Requirement:
Note the line where "[[160, 13], [108, 71], [2, 117]]" appears in the data below; write it out exactly, along with every line that comes after it to the end.

Records for the exercise:

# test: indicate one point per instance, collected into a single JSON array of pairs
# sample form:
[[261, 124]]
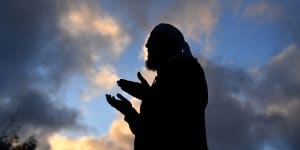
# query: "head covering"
[[175, 35]]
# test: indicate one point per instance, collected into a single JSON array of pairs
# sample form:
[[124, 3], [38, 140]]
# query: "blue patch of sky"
[[244, 41]]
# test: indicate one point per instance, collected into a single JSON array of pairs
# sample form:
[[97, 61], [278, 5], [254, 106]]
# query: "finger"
[[142, 79], [122, 98]]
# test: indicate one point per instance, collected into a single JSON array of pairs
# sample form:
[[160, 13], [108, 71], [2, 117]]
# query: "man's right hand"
[[139, 90]]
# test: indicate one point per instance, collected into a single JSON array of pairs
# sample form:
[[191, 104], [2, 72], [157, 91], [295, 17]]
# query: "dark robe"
[[173, 116]]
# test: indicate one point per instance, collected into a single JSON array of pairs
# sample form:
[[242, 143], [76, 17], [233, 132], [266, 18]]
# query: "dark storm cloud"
[[247, 110], [33, 66]]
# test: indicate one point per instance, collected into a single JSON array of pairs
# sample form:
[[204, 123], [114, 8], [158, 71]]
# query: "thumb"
[[142, 79]]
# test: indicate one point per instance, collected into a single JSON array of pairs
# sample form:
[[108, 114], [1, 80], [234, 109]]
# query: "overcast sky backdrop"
[[59, 57]]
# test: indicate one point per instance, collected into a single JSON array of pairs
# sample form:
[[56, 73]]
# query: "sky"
[[58, 58]]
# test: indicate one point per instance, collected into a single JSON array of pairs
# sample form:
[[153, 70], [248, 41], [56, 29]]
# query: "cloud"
[[254, 109], [119, 138], [282, 14], [101, 79], [92, 28], [43, 45]]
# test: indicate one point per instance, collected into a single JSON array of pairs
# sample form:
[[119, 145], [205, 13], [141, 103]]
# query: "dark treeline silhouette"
[[172, 112], [9, 138]]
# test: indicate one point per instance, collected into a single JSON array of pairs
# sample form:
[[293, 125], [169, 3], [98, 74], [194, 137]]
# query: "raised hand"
[[122, 104], [139, 90]]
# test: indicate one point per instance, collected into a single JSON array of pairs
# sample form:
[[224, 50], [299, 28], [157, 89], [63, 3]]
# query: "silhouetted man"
[[172, 112]]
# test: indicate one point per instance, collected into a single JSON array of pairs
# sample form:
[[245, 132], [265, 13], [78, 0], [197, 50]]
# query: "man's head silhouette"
[[165, 41]]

Output for this task:
[[160, 13], [108, 71], [2, 117]]
# query: "man's right hand"
[[139, 90]]
# test: indicate one point per instance, collected into a single JSON array of pairs
# sample form:
[[191, 104], [2, 72], [157, 91], [295, 17]]
# query: "dark robe"
[[173, 116]]
# test: indicate one point per instance, collected into a single JSON array of pairs
# sample form:
[[242, 143], [76, 17], [233, 132], [266, 18]]
# query: "dark storm cloud"
[[247, 110], [33, 66]]
# test: indicate one point per instance, collected into a single JSON array of pairs
# sample form:
[[204, 123], [114, 8], [158, 71]]
# query: "thumb"
[[142, 79]]
# test: indicate one point per instance, collected into a single JSON array of pairs
# sample form:
[[108, 114], [1, 80], [234, 109]]
# query: "overcast sky backdrop"
[[59, 57]]
# test: indicate one point per instance, collected into a single JSON array of pairs
# sample form:
[[56, 73]]
# query: "sky"
[[58, 58]]
# test: indicate one point per instance, collected into a single JSON array of pairs
# sample form:
[[153, 70], [248, 41], [56, 29]]
# query: "cloud"
[[254, 109], [119, 138], [282, 14], [101, 79], [92, 28], [43, 45]]
# test: indicate one point per instance, collected into a single JSON array of pairs
# sample form:
[[119, 145], [205, 13], [141, 103]]
# query: "dark treeline silhouette"
[[172, 112], [9, 138]]
# test: indicate one point per instance, collected into a single JSON array of pairs
# sample form:
[[293, 125], [169, 3], [98, 74], [194, 137]]
# query: "raised hand"
[[122, 104], [139, 90]]
# test: indicate one point per instance, collected into a single JSON array of pairs
# sample form:
[[224, 50], [299, 28], [157, 89], [63, 3]]
# query: "silhouetted man"
[[172, 112]]
# test: indicate one point per instance, collected into a single JSON array of pairs
# sample form:
[[245, 132], [265, 13], [78, 0], [197, 50]]
# query: "man's head silhouette"
[[165, 41]]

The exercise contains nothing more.